— DATA SECTION —
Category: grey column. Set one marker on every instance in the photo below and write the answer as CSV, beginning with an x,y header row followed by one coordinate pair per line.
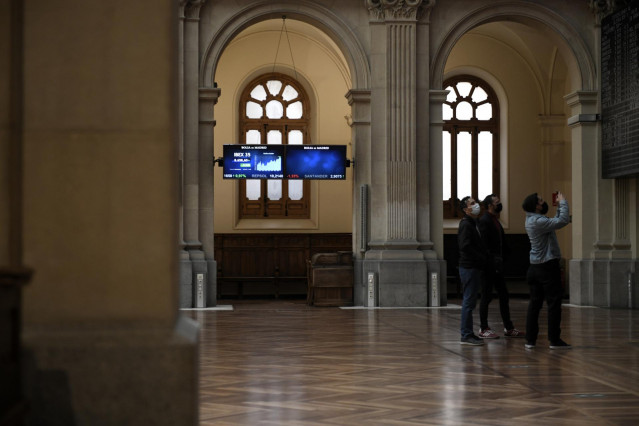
x,y
208,99
395,254
193,262
360,122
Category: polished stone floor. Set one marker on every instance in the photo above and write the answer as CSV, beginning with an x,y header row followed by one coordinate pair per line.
x,y
285,363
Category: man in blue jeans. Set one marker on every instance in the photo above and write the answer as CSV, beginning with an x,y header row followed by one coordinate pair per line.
x,y
472,258
544,274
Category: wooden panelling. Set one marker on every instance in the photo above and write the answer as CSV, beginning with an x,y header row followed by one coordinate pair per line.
x,y
270,265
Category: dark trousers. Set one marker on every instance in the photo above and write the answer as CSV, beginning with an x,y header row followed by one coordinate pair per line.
x,y
471,280
494,279
545,284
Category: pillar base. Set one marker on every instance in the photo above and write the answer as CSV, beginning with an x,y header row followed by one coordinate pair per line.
x,y
403,278
604,282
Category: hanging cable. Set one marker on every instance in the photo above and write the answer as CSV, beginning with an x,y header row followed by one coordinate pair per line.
x,y
290,49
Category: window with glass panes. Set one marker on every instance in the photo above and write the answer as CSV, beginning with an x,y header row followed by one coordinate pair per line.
x,y
470,142
274,110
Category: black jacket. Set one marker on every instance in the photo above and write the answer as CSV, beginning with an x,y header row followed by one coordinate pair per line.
x,y
472,252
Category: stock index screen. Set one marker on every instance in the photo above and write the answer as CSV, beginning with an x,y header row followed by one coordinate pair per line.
x,y
253,162
326,162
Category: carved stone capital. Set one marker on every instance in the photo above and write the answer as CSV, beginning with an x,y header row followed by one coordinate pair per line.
x,y
192,9
603,8
409,10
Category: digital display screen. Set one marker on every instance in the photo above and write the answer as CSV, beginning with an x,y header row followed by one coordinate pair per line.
x,y
253,162
315,162
327,162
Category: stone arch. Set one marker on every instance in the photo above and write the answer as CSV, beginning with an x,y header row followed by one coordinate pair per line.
x,y
580,56
302,10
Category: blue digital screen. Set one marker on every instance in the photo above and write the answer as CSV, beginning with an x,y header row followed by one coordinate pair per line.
x,y
315,162
326,162
253,162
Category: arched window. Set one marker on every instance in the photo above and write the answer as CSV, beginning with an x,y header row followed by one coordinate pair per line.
x,y
470,142
274,110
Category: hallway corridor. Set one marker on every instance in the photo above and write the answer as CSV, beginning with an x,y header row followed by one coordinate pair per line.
x,y
282,362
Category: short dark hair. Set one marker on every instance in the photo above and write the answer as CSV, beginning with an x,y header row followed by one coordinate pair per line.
x,y
464,203
488,200
530,203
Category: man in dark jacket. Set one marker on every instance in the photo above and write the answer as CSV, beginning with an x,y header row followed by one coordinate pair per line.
x,y
472,257
492,234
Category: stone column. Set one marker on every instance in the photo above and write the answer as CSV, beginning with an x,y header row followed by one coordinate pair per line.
x,y
208,99
601,271
193,262
435,253
395,254
360,122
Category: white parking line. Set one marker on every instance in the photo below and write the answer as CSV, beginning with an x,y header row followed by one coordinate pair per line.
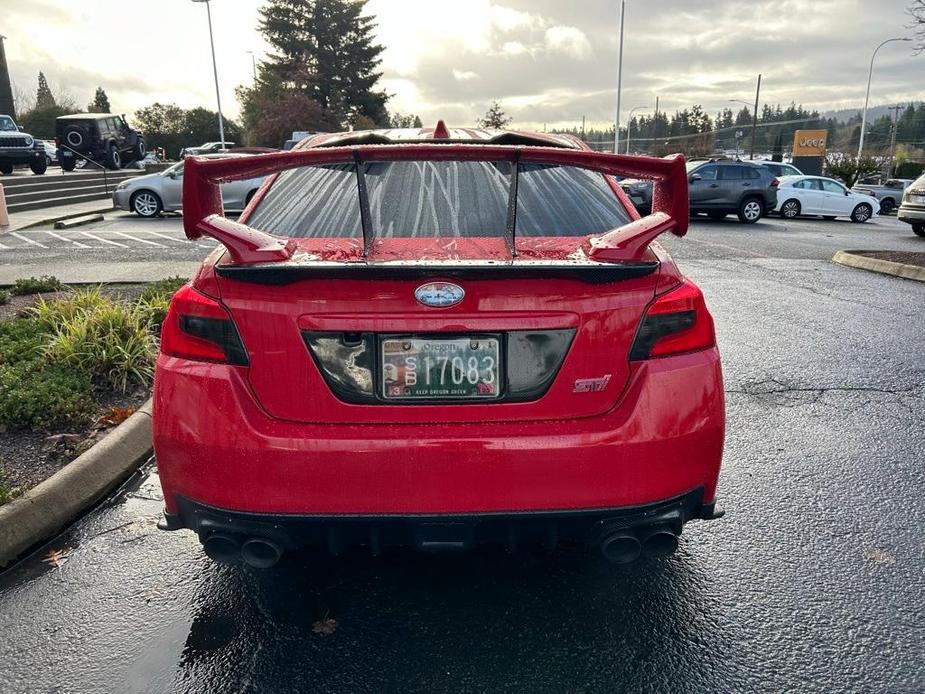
x,y
23,238
168,237
135,238
63,238
100,238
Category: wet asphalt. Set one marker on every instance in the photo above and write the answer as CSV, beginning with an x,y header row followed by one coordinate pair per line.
x,y
813,581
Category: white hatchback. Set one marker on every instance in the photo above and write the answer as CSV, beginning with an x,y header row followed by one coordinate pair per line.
x,y
814,195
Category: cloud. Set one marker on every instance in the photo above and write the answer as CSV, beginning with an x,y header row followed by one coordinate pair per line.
x,y
546,60
569,41
464,75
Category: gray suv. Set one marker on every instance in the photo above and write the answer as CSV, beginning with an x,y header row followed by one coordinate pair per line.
x,y
912,210
718,188
17,147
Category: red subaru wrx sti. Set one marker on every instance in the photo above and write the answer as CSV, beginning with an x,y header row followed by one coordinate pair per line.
x,y
437,338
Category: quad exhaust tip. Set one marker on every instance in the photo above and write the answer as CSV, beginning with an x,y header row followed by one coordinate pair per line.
x,y
625,545
260,553
222,548
257,552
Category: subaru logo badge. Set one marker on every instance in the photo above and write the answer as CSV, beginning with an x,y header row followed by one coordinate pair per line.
x,y
439,294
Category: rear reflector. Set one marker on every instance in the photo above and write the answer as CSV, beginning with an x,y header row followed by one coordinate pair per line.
x,y
198,328
676,322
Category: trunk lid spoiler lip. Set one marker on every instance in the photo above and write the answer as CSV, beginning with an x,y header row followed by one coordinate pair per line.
x,y
203,212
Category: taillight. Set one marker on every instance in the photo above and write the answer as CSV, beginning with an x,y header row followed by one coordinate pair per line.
x,y
676,322
199,328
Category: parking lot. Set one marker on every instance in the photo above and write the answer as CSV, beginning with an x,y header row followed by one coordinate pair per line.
x,y
812,582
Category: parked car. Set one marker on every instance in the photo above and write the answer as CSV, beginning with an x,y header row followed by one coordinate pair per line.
x,y
207,148
718,188
349,371
148,196
100,137
889,193
778,168
912,210
51,151
18,147
814,195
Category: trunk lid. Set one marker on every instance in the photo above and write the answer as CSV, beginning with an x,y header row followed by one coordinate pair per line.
x,y
588,326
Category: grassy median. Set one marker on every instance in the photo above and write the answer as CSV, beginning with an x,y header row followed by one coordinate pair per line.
x,y
73,362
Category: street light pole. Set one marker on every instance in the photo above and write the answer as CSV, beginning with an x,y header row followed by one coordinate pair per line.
x,y
755,117
253,65
616,129
629,124
218,98
870,74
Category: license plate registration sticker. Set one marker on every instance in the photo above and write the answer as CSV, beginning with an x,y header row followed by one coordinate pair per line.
x,y
458,368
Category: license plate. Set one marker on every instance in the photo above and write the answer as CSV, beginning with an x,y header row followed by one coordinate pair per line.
x,y
458,368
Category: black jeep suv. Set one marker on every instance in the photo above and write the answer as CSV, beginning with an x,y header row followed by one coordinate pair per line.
x,y
17,147
101,137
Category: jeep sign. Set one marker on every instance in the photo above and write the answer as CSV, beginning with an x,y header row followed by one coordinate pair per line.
x,y
809,143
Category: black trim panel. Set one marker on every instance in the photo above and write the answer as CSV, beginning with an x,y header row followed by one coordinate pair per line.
x,y
279,274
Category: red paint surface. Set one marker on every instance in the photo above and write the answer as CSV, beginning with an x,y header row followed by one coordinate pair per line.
x,y
271,437
215,445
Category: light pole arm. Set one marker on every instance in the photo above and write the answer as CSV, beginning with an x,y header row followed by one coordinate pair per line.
x,y
870,75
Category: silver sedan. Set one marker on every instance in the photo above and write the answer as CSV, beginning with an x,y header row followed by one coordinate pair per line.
x,y
148,196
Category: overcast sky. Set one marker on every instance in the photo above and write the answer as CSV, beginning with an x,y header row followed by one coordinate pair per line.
x,y
548,61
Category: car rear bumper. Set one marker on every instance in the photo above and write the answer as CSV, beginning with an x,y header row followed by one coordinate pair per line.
x,y
215,446
910,214
20,155
438,532
121,198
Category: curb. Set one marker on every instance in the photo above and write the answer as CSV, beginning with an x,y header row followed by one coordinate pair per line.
x,y
886,267
102,209
51,505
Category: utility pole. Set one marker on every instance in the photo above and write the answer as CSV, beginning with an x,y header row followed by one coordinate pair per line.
x,y
616,129
755,117
895,109
6,88
655,129
218,98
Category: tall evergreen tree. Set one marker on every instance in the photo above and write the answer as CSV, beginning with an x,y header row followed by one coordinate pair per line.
x,y
495,117
100,103
332,42
43,96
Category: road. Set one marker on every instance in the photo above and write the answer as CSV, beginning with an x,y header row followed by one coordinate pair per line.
x,y
813,581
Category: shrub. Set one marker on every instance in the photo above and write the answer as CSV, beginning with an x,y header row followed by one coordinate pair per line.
x,y
108,340
38,396
34,393
36,285
154,301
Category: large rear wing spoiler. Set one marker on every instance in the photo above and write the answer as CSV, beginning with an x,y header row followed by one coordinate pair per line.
x,y
203,213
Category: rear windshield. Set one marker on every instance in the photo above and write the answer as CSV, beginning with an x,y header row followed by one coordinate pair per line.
x,y
438,199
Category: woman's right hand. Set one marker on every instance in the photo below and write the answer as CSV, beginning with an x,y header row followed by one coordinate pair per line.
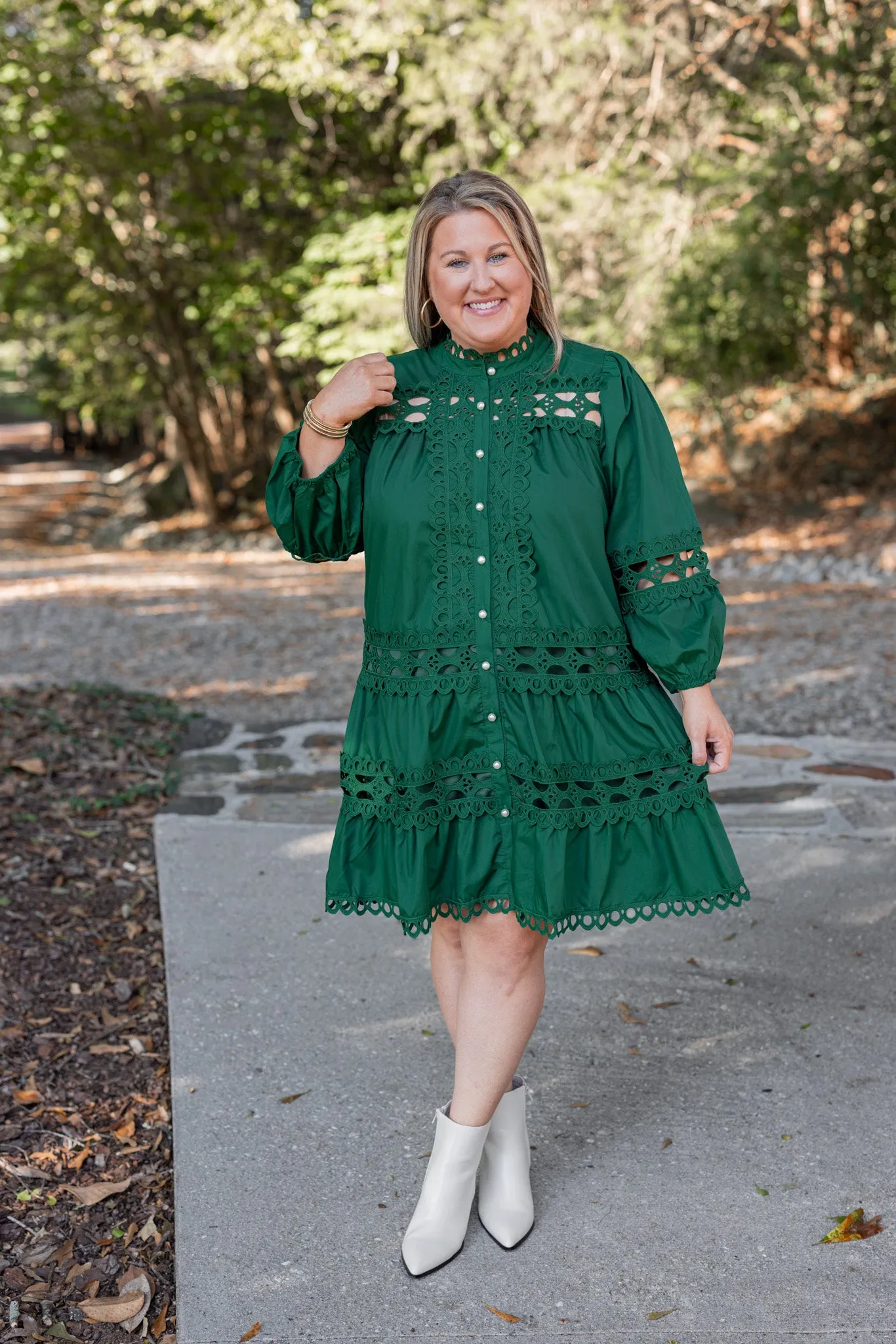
x,y
355,388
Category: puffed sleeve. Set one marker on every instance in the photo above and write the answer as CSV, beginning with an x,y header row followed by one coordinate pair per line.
x,y
670,604
320,518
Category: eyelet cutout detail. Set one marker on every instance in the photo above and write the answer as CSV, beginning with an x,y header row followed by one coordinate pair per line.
x,y
550,797
548,662
569,405
666,569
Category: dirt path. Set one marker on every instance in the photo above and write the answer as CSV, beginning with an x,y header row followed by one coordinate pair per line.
x,y
258,637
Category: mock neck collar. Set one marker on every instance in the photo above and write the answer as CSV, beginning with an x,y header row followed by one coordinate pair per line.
x,y
519,354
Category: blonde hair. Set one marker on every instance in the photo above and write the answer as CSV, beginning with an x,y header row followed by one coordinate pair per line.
x,y
478,190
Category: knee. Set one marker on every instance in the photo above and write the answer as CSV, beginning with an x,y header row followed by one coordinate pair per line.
x,y
501,946
446,934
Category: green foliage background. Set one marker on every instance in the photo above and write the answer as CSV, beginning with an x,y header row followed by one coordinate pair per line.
x,y
203,205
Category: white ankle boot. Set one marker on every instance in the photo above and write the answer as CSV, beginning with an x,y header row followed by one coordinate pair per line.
x,y
437,1230
506,1195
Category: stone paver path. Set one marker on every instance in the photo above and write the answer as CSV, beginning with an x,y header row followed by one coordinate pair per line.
x,y
289,772
689,1150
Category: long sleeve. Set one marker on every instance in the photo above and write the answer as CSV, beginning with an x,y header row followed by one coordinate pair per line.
x,y
670,604
320,518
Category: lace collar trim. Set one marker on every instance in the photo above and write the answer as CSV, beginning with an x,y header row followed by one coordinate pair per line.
x,y
496,360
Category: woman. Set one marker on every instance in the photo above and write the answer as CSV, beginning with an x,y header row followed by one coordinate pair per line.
x,y
512,766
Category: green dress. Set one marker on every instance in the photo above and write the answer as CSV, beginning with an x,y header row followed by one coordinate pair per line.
x,y
534,570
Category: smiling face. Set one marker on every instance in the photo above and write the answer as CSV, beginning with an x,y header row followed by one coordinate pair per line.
x,y
479,284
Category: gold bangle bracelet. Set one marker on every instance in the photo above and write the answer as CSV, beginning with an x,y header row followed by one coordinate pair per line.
x,y
320,427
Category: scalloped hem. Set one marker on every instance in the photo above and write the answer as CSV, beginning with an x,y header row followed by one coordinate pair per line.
x,y
587,919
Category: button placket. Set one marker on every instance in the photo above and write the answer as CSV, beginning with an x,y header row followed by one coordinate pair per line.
x,y
483,604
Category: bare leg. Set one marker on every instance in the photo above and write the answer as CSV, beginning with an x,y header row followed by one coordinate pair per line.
x,y
489,977
446,964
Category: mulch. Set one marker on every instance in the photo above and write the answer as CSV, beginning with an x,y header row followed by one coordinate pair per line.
x,y
85,1095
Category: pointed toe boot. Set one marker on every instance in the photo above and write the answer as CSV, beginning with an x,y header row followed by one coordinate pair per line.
x,y
506,1195
438,1226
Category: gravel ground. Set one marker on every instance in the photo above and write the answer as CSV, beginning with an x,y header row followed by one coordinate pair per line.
x,y
260,639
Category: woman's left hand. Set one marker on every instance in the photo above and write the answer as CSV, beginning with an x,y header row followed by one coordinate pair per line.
x,y
710,732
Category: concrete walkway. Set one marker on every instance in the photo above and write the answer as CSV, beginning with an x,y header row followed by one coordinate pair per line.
x,y
765,1051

— EXERCISE AIM —
Beginning at the line containing "Category: scalloped hem.", output exactly each line up to and including the last line of the material above.

— ANSWER FOR THIS EXERCISE —
Category: scalloped hem. Set one marker on every instance in the photo above and write the answer as CSV, beginning with an x,y header row followed by one coordinate pair per line.
x,y
587,919
Category: button placket. Set one marker on every instance in the photo above and write the answer as CSV, beginning with an x,y header row followed by one coordinate pair per line.
x,y
483,604
Category: bare leg. Set one marker on every instance in the photo above and write the answer as CSV, beginning with an x,y header row followed by one coordinate pair per line.
x,y
489,977
446,964
Category: mulch. Set one marker on every instance in the photo above and write the answer as CSV, beginning with an x,y header row followed by one coordinate pair per line.
x,y
85,1095
Category: pointed toe boot. Set one marker on every instance in the photo above and write the answer as CSV, beginning with an x,y header row followed by one coordinate pair per line.
x,y
506,1195
438,1226
Category: gravel ground. Set one marker on every instance in the photo above and write the answer as CSV, beginning with an x,y header row followed by one coordinate pair per line.
x,y
260,639
Category: woman's left hand. Set one marker on every instance in the photo above and write the answer as CSV, beginning with an x,y header row followed by one coordinate pair per line.
x,y
710,732
Category: concrete walkway. Set one marker on every instance in the photo above and write the answer as CSV, beginning with an x,y header row followed by one coordinate pair per line.
x,y
765,1051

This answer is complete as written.